:: Record set

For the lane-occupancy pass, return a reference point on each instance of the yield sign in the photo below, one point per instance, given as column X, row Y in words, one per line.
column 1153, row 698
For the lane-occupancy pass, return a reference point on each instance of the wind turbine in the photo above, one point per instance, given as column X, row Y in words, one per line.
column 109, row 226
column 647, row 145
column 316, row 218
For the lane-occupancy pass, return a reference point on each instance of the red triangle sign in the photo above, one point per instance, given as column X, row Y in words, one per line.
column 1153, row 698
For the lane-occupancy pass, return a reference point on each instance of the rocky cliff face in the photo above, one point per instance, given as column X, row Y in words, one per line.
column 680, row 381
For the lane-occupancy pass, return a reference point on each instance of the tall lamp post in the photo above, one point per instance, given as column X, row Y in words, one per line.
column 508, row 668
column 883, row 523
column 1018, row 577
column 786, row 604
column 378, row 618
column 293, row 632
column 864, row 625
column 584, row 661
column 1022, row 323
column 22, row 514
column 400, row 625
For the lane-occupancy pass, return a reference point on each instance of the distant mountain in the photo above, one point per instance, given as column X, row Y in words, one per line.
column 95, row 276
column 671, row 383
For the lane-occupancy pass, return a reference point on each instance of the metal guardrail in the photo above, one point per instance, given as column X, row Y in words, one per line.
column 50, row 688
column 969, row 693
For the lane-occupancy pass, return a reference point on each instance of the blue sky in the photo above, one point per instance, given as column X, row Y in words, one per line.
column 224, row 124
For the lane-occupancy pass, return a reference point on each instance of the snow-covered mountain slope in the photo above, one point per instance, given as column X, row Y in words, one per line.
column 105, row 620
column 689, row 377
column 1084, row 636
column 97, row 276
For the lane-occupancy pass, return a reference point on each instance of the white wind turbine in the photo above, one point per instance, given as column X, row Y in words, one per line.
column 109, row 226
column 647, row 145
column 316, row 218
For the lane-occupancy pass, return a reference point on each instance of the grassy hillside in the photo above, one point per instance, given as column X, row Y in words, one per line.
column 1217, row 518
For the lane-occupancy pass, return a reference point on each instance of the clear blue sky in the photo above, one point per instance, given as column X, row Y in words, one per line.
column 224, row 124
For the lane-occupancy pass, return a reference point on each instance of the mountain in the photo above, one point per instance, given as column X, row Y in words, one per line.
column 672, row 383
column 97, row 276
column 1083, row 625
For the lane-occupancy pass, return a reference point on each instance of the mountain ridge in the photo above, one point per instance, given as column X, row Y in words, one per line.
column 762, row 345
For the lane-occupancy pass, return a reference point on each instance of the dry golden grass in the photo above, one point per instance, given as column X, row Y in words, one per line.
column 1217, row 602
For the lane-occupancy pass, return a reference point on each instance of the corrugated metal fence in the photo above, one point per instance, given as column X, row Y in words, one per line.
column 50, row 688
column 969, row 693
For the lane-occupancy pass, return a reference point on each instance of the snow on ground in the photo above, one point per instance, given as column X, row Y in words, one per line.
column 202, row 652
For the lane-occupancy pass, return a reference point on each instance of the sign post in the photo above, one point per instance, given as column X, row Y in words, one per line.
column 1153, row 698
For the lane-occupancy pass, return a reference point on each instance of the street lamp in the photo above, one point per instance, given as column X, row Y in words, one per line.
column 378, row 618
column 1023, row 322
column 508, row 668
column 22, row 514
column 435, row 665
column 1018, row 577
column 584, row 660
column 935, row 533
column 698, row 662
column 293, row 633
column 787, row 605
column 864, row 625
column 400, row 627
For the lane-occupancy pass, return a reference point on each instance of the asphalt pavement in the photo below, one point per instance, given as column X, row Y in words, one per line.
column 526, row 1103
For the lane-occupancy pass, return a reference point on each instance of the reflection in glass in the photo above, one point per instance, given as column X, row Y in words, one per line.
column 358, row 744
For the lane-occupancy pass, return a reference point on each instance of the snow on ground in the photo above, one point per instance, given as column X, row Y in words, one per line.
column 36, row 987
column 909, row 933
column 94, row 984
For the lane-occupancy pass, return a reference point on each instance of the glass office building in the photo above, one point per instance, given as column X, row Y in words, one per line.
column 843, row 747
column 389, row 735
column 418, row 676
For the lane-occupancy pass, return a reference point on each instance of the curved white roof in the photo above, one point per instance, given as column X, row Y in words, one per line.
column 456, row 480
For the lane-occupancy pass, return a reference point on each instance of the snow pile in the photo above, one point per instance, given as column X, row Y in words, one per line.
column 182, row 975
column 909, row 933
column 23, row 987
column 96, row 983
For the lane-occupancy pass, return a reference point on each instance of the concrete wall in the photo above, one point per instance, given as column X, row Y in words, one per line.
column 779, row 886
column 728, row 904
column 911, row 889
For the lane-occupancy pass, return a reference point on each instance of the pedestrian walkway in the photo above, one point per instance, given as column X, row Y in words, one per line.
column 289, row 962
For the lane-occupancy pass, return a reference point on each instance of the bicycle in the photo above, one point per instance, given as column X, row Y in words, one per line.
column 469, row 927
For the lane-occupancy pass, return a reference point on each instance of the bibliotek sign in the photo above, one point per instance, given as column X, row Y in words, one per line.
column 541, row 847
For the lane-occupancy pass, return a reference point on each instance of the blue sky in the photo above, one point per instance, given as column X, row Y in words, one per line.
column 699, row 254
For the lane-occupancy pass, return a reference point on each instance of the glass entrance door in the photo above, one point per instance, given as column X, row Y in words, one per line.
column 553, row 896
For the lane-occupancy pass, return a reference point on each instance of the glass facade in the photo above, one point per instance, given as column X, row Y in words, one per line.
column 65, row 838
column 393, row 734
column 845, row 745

::::

■ **Prompt**
Reproduce, word for word, the records from the line containing "of the bicycle" through the end of the records, including that first line and the last.

■ **Output for this task**
For the lane-occupancy pass, return a reference point on each instance of the bicycle in the photo above, one point per instance, given as column X, row Y in words, one per line.
column 469, row 927
For the lane-occupancy pass, return a reference point on each instance of the bibliotek sign in the photo above, one point per instance, given as column X, row Y in words, one per line.
column 541, row 847
For the lane-occupancy pass, return a reference point on each instance of the blue sky in the photo above, one point per instance, given as column X, row Y in words, one per line.
column 699, row 254
For the lane-occupancy pass, return a reference point on each instance of the glass entrance door in the photo above, one point per instance, given as column X, row Y in words, one per line.
column 553, row 896
For the lane-occupancy pass, return a reference point on each instance of the glass facade in the photo above, one point per instance, given as column X, row Y in words, one per line.
column 65, row 838
column 393, row 734
column 845, row 745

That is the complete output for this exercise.